# Problem statement
Every line of the records below that has the word "target" should be copied.

# Collected data
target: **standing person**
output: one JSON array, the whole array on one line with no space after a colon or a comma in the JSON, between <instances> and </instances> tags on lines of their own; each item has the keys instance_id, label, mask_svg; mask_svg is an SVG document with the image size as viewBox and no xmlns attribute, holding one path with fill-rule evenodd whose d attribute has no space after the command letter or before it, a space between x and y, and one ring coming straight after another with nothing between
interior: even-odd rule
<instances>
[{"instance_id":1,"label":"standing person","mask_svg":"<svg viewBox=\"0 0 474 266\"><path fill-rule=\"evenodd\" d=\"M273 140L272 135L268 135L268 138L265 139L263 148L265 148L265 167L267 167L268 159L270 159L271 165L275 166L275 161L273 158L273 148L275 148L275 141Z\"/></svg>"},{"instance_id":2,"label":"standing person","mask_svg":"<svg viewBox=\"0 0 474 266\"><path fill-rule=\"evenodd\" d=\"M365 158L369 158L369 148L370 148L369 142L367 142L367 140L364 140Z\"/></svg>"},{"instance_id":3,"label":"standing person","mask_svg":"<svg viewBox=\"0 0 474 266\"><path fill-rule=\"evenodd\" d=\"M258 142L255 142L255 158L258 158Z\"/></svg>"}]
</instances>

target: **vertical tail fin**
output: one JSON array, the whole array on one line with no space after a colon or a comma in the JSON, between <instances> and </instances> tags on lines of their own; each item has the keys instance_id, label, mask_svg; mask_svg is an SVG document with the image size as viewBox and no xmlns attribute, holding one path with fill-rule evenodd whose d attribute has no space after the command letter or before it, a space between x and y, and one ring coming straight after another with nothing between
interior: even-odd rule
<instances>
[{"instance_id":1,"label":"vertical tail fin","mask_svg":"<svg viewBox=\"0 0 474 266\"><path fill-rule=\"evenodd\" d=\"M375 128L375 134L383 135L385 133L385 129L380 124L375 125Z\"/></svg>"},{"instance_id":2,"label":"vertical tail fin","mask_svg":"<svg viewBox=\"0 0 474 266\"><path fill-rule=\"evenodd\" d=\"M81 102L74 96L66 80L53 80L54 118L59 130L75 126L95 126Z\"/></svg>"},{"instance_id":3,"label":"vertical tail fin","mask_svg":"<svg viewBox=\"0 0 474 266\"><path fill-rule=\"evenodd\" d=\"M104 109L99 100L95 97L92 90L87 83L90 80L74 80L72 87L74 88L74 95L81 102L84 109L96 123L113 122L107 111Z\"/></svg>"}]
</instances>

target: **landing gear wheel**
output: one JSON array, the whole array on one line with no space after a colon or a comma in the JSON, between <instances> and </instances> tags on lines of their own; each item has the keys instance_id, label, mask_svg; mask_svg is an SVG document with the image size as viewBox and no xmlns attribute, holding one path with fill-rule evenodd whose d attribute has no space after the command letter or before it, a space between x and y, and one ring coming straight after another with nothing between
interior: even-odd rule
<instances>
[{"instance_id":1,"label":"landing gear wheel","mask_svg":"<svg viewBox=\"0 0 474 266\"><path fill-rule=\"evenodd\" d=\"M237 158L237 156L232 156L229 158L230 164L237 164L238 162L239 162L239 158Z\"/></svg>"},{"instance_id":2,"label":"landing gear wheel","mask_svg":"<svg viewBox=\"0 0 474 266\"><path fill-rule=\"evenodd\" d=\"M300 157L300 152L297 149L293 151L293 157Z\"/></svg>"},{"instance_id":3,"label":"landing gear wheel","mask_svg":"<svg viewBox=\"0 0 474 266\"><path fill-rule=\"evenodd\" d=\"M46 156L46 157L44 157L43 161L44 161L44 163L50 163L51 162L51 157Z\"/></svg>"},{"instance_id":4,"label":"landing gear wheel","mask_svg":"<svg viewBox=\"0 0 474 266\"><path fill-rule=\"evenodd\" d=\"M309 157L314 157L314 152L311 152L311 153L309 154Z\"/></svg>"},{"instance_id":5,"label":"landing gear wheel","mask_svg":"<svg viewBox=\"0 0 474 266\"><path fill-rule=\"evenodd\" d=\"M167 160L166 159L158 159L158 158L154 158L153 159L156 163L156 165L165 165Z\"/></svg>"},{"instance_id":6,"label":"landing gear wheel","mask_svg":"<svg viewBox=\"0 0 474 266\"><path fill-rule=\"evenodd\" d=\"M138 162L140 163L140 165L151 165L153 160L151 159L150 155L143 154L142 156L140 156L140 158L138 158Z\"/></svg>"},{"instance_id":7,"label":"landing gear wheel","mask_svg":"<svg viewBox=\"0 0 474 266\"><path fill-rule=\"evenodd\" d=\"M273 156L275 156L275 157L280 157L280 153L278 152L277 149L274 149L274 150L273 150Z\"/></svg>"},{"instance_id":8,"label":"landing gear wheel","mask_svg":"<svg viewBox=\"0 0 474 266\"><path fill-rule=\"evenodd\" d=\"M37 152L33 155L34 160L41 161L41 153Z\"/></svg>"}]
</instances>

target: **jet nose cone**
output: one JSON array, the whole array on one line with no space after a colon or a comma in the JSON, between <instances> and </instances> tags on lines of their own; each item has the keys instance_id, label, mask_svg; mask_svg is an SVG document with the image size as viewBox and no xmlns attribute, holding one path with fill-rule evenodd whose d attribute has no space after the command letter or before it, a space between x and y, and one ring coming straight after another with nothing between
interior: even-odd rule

# Solution to this problem
target: **standing person**
target: **vertical tail fin**
target: **landing gear wheel**
target: **jet nose cone**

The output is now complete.